SOURCE DATA
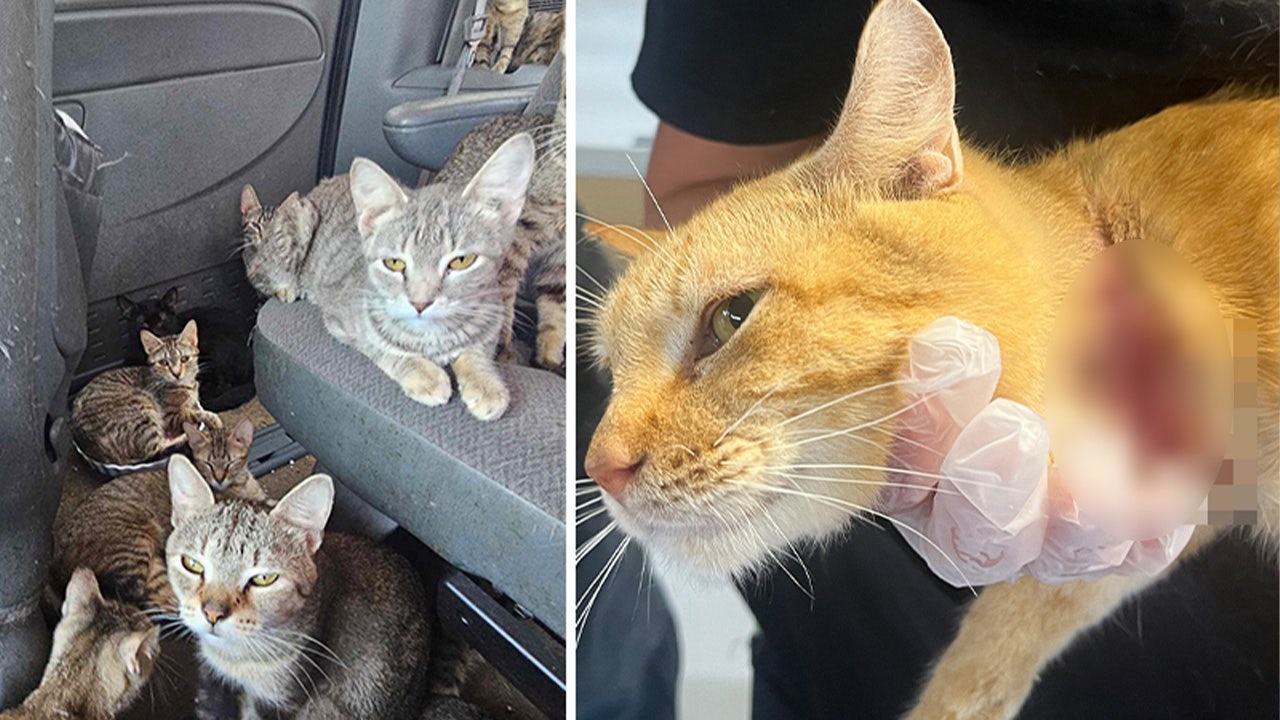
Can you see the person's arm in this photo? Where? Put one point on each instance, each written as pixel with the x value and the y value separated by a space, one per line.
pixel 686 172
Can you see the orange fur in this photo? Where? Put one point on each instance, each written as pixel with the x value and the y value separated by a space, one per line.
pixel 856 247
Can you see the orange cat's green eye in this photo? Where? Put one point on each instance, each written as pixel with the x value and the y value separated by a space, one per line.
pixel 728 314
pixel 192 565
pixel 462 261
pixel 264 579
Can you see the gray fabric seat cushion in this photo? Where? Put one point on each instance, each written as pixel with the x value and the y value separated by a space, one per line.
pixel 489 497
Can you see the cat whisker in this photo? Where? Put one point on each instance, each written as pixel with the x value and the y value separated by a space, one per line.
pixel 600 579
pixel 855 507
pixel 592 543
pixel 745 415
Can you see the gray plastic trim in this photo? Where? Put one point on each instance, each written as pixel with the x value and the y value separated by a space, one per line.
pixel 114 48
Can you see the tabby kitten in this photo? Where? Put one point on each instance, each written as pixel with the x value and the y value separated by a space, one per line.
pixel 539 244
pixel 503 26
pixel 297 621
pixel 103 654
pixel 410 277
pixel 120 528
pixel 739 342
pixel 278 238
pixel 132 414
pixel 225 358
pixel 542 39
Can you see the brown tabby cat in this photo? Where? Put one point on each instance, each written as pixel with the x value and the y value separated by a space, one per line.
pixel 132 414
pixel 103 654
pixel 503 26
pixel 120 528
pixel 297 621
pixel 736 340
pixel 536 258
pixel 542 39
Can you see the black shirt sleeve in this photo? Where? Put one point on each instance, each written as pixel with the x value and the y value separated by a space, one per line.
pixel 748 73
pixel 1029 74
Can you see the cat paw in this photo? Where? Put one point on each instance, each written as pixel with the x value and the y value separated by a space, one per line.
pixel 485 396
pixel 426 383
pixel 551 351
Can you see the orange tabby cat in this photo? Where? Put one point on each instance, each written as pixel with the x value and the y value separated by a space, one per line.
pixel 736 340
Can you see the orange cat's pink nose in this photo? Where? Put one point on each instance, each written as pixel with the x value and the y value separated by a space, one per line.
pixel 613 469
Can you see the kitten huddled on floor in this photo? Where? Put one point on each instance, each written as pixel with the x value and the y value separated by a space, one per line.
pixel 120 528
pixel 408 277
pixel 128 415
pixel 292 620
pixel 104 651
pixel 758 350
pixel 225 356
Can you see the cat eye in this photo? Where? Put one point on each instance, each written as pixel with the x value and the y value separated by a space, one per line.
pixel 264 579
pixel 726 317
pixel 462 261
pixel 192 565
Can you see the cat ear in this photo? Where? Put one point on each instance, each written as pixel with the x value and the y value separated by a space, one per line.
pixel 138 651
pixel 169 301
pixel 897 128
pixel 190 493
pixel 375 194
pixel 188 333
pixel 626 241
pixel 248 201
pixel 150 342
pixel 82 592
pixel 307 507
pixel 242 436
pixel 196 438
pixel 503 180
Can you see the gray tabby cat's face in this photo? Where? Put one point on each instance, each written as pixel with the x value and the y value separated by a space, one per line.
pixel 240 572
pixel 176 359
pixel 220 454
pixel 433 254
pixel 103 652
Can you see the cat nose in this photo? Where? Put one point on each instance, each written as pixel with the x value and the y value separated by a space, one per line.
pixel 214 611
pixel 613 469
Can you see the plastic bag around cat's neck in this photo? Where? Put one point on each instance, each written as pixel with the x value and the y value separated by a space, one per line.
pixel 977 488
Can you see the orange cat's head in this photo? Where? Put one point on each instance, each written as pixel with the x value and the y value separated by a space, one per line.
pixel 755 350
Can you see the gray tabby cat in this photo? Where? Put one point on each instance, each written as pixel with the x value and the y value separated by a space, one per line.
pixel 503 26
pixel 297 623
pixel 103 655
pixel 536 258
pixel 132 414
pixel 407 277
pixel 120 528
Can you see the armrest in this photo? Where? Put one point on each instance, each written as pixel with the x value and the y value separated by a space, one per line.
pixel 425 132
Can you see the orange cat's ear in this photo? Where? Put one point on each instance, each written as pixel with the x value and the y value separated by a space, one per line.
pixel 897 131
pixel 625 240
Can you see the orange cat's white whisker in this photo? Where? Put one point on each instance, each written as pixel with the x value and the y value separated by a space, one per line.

TO DO
For this exercise, please reproduce the records above exactly and drop the images.

SOLUTION
Can you see the person's arm in this photo? Where? Put one point on each instance, each written as pixel with the x value and the y value separated by a space, one per line.
pixel 686 172
Can you see the orange fur in this photo? Where? Put one point on each instance, each written as pixel with the x value and the y value separated by a space, one per line.
pixel 856 247
Can you see the orange cat's green eye in this photo? Where? Put one point on each instance, each written as pixel with the x value and the y value separated by a space, one per line.
pixel 728 314
pixel 192 565
pixel 462 261
pixel 264 579
Can you see the gray fabric seat cushion in this photo? Where? Put one point on each instance, each written as pixel with the x value and the y value separated by a space, one per line.
pixel 489 497
Can you see the cat whisker in this photo? Where? Put one point on each instance, each written as pixel with the x value and the y value separated by a space, one per line.
pixel 600 579
pixel 855 507
pixel 592 543
pixel 745 415
Can you see the gray plastic trim in this photo? Where? Put one point on each instance, each written as pixel with the x value and the y value separated by a space, one per line.
pixel 114 48
Can you see the tabby kitten in this photo? Where? Put one point on each instance, each written as pixel with the x value and the y value separated by a space, one per line.
pixel 539 244
pixel 503 26
pixel 297 621
pixel 103 654
pixel 410 277
pixel 120 528
pixel 739 342
pixel 278 238
pixel 132 414
pixel 225 358
pixel 542 39
Can you see the brown tabby cat in this photo? Where? Put one point on each instance, each written as pixel with the x value and the y value separated by a space, one per line.
pixel 132 414
pixel 103 654
pixel 503 26
pixel 120 528
pixel 297 621
pixel 736 340
pixel 536 258
pixel 542 39
Can you see the black shirt sleeve in this photo? Where? Put one point on each instance, each written as pixel with the x value and the y value separated by a space, one per line.
pixel 748 73
pixel 1029 74
Can you see the cat paw in this photo? Where? Put one point on each instance, each written as pixel with the x value and the y value separated by a space, one per line.
pixel 485 396
pixel 426 383
pixel 551 351
Can you see the orange tabby cat in this photo? Where? Put one point on each instance, each written as pixel with the x value and the y value separated by a space, one per line.
pixel 736 340
Can you see the orange cat's pink nose in this photo? Where? Put one point on each instance, each written as pixel with the x value and the y value separated by a space, one per line.
pixel 613 469
Can you see the kitten huddled on floor in this photo? Where? Put one point on each instance, each written as pixel with the x value and the y value separated by a space, one per line.
pixel 120 528
pixel 408 277
pixel 128 415
pixel 292 620
pixel 104 651
pixel 758 350
pixel 225 356
Can you see the cat eye in this photo? Where? Put one point on each instance, each written as pixel with the x value and the y value separated by a space, one per line.
pixel 264 579
pixel 726 317
pixel 462 261
pixel 192 565
Can you see the cat ear in this photo? Where? Put one point on each instance, each written as pixel with the x value and the y value separated by a space, one per line.
pixel 138 651
pixel 169 301
pixel 897 128
pixel 190 493
pixel 375 194
pixel 188 333
pixel 626 241
pixel 248 201
pixel 150 342
pixel 82 592
pixel 307 507
pixel 242 436
pixel 196 438
pixel 503 180
Can you see the gray tabby cat's face in this photo? Where? Put one point on each instance, each written as pixel with the x value and the y value separated by a space, one per line.
pixel 240 572
pixel 176 359
pixel 220 454
pixel 433 254
pixel 103 652
Can you see the cat nose in this photo? Where? Put one point on each instance, each written as pixel with the x value and the y value separated by a space, one per line.
pixel 214 611
pixel 613 469
Can you see the plastic bag around cat's neck in this photo? Where? Put one point on each instance, each written as pixel with the x value and the y value separated by a space, one per line.
pixel 977 488
Can you see the orange cat's head in this photo? Where? Put one point on each instance, each written as pixel with the x value and the y value separated by a space, one per line.
pixel 755 350
Can you see the gray tabby cat in this photo? Where? Put one point on each instance, each written as pixel with the x value and the y value separated by a space, one per line.
pixel 503 26
pixel 297 623
pixel 103 655
pixel 536 258
pixel 132 414
pixel 407 277
pixel 120 528
Can you see the armrest in this photo? Where? Put one point on each instance, each written as pixel with the x value and the y value separated by a space, one per line.
pixel 425 132
Can you see the orange cat's ear in this photo? Where? Put one point on each instance, each written as pixel with the x value and the y value separated by a space, one per line.
pixel 897 131
pixel 625 240
Can you see the orange cat's white whisker in this photo? Where? Put one point on each instance, each written as pixel with the x value and the y value separated by a space, one per line.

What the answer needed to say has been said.